═════ PAGE EXCERPT
What Interests Look Good On a Resume

Hobbies Can Help

Your favorite hobby may be a way to help build your resume.

As you start to use Resume Builder, you may worry that your resume will be too short. Don't despair if the Employment History section is a bit brief. Checking the little box that says, "Do not include my Employment History on my resume" is not necessarily a bad thing.

You may not have had a paying job, but that doesn't mean you haven't developed any skills. Your love of hockey or skill on a skateboard could actually help build your resume.

Susan Ireland is the author of The Complete Idiot's Guide to the Perfect Resume. She notes that the less work history you have, the more you should include related pastimes. "What you do in your unpaid time may say more about who you are than what you do for employment."

Show Your Potential

The key is to list extracurricular activities that relate to your employment objective. "Once you figure out the kind of work you want to do, you should show you have the skills needed for that job," says Ireland.

"You may want to mention you play video games 20 hours a week, but only if you are applying for a job in a video game store. You most likely want to leave that off if you plan to babysit."

Looking for an office job? "If you have computer skills that are highly important to your next job, you can highlight them by creating a special section for them," says Ireland. "Your list may include hardware, software, programming languages, systems and networks."

Good-Looking Activities

Certain skills are equally attractive to all employers. Candace Davies is a professional resume writer based in Alberta. She suggests you include pastimes that show initiative, leadership and teamwork.

The National Association of Colleges and Employers (NACE) provides career help for college graduates. Its website says recruiters like to see proof of leadership experience. So, if you edit the school paper or are captain of the football team, you may want to mention that on the resume.

Employers won't assume you are honest and hardworking -- you have to prove it to them on your resume. "If they are hiring someone to deliver pizzas, they want people who have shown they can commit to something," says Ireland.

Volunteer? If so, you'll definitely want to list your volunteer experience. Many employers regard it as worthy in and of itself.

What to Leave Off

Many people would be impressed by the ability to snowboard blindfolded or rap in Ukrainian. But that doesn't mean you'll want to put these accomplishments on your resume.

"Showing your competitive nature through your involvement in sports may work if you want a sales position," says Ireland. "But it might not for other jobs."
══════════
ACTIONS TO TAKE »
• 1. Repeat the part of the resume article that opens with the words containing "Looking for an" and closes with "leadership and teamwork.".
• 2. Present every line of the entries as a Markdown table with the columns n (the row number) and Line, leaving out blank lines.
The resume article and the entries after it have no connection to each other.
═════ SOURCE DATA
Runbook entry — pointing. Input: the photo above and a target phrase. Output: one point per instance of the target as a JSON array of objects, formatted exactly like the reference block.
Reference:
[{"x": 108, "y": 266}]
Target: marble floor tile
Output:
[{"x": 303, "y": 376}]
══════════
ANSWERS BELOW »
• 1.
Looking for an office job? "If you have computer skills that are highly important to your next job, you can highlight them by creating a special section for them," says Ireland. "Your list may include hardware, software, programming languages, systems and networks."

Good-Looking Activities

Certain skills are equally attractive to all employers. Candace Davies is a professional resume writer based in Alberta. She suggests you include pastimes that show initiative, leadership and teamwork.

• 2.
| n | Line |
|---|---|
| 1 | Runbook entry — pointing. Input: the photo above and a target phrase. Output: one point per instance of the target as a JSON array of objects, formatted exactly like the reference block. |
| 2 | Reference: |
| 3 | [{"x": 108, "y": 266}] |
| 4 | Target: marble floor tile |
| 5 | Output: |
| 6 | [{"x": 303, "y": 376}] |